**Exercise details**
Return every line from the listing where the word "lantern" occurs.

**Provided records**
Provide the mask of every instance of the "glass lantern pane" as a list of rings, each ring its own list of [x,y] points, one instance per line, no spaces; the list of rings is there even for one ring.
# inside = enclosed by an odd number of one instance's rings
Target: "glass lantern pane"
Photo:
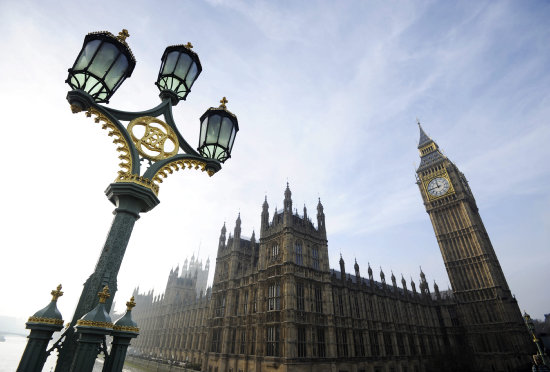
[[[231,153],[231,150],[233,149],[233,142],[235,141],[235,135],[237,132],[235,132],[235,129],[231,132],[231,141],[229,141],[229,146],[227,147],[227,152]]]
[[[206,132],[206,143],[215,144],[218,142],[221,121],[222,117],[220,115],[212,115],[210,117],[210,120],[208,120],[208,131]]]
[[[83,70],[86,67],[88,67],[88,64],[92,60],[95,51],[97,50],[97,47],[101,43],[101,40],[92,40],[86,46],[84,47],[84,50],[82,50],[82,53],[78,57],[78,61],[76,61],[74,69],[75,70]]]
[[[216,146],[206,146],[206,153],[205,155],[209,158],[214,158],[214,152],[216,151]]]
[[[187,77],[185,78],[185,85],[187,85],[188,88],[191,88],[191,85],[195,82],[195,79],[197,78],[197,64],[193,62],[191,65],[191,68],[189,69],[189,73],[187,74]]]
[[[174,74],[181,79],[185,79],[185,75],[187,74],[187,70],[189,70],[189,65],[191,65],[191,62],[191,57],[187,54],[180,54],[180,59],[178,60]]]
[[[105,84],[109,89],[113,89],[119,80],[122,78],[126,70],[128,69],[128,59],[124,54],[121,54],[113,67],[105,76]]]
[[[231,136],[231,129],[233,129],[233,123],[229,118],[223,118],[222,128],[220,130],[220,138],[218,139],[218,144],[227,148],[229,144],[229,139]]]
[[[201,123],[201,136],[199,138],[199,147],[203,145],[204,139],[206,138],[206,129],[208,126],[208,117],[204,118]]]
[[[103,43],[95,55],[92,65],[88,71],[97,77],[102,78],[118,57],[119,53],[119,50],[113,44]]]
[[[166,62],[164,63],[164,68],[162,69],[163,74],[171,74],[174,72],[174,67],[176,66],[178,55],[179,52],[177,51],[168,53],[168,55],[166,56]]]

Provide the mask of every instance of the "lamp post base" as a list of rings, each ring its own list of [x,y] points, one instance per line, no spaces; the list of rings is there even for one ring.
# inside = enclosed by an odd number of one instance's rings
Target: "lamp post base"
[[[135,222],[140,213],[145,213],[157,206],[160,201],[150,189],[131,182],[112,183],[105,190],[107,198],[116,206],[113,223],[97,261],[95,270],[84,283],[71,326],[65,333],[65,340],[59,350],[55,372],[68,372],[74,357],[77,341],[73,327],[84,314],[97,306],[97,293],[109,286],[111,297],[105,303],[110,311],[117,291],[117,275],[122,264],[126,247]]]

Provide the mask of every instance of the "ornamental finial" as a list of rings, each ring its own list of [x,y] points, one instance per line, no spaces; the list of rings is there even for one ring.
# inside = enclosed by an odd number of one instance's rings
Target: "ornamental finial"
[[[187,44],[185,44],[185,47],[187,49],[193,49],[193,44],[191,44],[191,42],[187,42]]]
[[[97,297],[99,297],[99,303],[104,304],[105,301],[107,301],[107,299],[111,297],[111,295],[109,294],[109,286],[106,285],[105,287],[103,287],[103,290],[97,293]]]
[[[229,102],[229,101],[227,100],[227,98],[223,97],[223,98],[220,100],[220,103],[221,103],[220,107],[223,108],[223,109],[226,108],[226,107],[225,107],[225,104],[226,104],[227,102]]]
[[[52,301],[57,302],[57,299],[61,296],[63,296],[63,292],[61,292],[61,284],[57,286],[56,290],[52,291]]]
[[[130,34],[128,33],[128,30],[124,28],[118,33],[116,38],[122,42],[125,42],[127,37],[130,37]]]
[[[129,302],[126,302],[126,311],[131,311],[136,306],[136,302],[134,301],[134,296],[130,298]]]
==
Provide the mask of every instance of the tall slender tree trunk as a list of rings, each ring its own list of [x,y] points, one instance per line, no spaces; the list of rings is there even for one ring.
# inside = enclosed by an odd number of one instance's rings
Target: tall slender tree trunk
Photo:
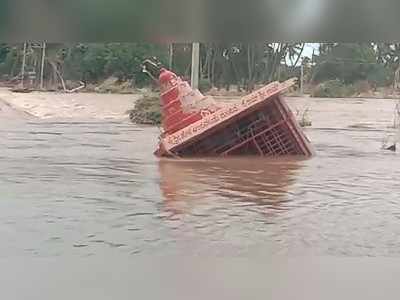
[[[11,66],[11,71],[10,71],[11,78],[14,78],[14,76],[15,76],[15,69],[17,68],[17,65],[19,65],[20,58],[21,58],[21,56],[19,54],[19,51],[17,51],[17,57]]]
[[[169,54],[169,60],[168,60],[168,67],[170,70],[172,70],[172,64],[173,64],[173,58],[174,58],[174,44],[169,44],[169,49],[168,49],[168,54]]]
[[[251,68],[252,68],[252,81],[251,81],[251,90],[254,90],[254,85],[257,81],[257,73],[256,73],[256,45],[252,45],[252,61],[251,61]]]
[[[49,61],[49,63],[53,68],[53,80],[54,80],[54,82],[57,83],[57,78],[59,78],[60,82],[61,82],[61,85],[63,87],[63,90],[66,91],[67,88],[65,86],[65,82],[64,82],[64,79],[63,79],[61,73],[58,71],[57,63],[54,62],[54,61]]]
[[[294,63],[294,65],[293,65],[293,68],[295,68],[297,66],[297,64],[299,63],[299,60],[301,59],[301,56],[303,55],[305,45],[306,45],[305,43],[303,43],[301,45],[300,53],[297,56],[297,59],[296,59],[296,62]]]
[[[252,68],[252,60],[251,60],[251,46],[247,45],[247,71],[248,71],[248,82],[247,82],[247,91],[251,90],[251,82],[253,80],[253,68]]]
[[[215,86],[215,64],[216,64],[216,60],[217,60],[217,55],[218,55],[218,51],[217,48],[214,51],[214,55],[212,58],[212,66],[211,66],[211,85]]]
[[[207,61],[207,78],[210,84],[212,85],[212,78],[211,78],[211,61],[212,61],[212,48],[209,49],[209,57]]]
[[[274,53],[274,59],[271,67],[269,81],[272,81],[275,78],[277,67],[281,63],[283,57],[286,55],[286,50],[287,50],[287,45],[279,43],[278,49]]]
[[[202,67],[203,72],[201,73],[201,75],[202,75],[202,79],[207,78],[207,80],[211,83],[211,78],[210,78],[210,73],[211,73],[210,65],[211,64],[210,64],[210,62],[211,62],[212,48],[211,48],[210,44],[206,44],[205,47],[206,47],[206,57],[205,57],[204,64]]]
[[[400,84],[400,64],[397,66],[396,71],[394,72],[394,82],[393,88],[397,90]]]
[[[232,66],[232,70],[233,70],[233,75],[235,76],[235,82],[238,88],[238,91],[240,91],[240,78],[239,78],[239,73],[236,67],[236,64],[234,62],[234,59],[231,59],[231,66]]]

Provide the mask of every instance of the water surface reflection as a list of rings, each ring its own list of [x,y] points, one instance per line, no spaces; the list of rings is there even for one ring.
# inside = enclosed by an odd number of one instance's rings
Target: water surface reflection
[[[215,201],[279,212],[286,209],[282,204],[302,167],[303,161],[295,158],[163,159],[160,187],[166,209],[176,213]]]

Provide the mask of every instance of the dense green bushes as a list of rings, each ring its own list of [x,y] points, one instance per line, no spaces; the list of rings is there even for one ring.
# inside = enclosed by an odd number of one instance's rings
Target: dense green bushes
---
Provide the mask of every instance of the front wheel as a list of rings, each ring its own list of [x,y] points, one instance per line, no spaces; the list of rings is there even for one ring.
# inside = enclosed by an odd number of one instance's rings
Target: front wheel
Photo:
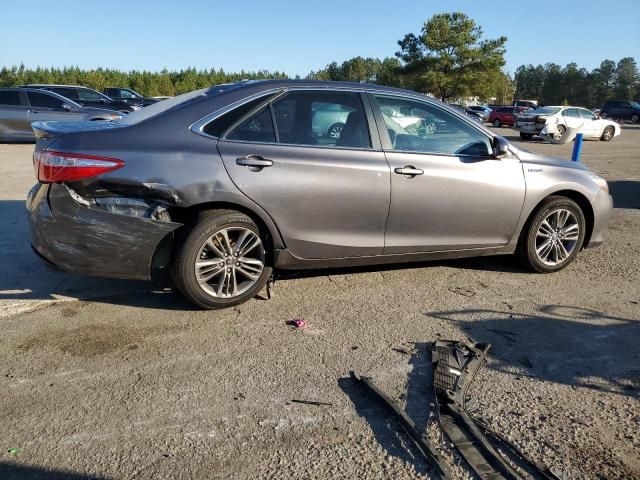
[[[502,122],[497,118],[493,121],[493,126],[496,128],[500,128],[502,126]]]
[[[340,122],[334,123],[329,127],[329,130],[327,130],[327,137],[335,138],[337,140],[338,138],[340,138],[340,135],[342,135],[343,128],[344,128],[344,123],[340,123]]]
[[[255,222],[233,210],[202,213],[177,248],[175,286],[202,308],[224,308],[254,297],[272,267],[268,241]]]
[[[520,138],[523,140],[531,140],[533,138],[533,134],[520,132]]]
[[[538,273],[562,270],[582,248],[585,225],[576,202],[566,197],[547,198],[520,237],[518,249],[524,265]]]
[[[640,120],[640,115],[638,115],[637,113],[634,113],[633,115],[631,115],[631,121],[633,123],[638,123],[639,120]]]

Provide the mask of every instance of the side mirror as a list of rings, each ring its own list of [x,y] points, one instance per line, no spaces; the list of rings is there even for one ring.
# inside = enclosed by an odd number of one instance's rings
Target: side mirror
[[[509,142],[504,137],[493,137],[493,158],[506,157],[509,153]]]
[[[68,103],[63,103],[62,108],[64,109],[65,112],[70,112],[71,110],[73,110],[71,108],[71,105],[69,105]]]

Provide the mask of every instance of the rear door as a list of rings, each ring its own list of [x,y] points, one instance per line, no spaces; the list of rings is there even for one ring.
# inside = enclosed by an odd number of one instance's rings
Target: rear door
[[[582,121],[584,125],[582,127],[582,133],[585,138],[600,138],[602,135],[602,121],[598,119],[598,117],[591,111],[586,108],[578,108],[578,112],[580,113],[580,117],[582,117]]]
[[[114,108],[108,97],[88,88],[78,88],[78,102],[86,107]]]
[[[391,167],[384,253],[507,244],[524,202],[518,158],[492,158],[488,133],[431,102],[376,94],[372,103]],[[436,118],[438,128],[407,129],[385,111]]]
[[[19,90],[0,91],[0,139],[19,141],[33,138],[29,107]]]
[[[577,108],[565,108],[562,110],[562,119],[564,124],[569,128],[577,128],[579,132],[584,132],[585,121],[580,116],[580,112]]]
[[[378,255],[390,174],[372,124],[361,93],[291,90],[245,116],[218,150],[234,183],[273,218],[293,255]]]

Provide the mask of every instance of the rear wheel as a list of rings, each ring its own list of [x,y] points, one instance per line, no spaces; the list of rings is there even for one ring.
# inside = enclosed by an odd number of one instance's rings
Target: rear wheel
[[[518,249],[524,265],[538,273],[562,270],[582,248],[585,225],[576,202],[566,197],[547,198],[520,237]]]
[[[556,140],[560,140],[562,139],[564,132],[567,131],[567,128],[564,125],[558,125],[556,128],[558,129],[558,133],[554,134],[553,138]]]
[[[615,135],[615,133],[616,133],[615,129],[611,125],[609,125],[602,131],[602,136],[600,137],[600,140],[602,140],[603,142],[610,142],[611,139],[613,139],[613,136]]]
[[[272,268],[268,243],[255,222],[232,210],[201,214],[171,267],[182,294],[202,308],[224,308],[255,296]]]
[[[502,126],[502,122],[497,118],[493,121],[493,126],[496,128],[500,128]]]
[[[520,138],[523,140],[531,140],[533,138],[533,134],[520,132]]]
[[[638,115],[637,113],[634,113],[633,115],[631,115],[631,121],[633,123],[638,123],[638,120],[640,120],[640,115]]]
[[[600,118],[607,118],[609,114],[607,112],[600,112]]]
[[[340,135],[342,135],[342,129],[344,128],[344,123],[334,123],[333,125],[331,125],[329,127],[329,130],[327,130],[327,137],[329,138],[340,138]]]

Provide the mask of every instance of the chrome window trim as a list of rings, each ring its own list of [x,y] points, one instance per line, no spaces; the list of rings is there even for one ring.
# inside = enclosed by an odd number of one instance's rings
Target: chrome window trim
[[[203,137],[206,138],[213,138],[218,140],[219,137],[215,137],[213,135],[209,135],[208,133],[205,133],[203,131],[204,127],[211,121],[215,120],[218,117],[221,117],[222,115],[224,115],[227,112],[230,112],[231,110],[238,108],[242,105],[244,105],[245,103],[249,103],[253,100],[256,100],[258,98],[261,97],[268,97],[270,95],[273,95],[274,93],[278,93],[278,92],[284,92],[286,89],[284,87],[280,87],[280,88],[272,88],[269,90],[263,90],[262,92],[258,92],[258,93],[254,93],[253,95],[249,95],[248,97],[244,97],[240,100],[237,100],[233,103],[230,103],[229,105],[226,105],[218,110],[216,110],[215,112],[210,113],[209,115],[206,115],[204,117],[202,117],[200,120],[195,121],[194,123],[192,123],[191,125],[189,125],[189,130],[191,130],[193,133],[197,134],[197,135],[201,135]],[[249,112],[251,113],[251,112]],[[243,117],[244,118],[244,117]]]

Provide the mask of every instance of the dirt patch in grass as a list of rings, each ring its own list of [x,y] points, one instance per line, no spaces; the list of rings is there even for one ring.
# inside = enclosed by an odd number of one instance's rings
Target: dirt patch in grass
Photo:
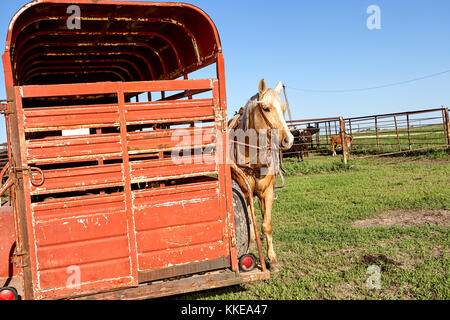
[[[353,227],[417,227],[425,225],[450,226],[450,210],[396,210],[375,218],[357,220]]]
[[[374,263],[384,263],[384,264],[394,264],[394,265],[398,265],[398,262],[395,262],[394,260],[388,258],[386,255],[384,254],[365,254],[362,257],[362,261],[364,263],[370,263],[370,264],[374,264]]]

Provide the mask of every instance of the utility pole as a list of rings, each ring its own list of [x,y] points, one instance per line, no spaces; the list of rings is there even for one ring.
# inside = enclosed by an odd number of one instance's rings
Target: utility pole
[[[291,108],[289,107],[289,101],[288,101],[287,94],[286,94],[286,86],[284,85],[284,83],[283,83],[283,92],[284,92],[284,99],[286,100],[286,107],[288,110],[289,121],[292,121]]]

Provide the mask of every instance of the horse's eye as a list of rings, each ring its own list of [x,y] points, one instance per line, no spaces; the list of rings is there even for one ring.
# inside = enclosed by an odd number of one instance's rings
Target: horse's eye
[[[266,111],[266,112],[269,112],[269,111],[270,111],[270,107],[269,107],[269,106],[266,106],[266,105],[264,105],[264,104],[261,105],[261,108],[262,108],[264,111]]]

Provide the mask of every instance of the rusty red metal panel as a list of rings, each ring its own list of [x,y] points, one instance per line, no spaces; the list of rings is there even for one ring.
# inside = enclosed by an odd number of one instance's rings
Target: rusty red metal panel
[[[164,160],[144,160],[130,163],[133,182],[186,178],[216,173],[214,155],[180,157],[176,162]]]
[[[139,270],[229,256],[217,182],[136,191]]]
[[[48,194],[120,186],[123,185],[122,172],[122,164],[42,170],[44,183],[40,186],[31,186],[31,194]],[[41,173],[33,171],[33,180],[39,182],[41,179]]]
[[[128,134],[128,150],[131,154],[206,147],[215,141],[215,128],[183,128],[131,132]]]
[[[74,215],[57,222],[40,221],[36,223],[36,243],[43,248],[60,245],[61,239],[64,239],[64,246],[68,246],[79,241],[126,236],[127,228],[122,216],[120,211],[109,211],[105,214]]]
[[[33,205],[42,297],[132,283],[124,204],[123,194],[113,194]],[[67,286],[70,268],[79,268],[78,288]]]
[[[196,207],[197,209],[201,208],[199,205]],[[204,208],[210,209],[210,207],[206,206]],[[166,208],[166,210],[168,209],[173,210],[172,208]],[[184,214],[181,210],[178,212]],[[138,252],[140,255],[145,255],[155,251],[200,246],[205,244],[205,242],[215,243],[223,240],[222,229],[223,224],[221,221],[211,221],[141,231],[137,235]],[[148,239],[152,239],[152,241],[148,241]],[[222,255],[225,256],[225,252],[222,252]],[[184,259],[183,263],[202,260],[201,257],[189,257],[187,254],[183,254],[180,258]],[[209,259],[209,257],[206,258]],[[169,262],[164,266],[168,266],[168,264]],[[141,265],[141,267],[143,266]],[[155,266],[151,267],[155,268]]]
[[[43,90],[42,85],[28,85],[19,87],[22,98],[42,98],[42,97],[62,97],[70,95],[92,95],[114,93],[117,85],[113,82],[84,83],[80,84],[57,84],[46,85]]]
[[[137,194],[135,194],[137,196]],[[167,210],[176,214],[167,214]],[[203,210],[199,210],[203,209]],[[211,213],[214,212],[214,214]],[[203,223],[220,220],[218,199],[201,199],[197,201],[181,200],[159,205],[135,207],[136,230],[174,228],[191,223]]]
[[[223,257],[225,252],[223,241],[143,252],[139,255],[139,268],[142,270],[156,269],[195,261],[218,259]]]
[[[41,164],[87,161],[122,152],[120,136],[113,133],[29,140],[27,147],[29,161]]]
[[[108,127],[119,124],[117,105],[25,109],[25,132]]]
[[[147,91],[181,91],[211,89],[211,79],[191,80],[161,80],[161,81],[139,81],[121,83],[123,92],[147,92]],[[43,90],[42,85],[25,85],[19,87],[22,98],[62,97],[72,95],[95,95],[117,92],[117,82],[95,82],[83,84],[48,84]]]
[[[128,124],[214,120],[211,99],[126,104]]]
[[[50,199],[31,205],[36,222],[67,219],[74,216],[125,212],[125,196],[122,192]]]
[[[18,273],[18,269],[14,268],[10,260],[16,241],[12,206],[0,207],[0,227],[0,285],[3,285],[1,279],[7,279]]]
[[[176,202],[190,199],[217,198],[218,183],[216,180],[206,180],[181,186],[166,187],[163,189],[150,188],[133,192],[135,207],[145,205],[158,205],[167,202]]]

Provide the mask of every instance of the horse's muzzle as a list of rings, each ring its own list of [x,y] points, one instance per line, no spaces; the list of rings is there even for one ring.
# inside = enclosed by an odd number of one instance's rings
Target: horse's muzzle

**Output of the exercise**
Provide the mask of every instance of the "glass lantern pane" as a list of rings, each ring its own list of [x,y] points, one instance per line, no spaces; the list of rings is there even for one ring.
Target: "glass lantern pane"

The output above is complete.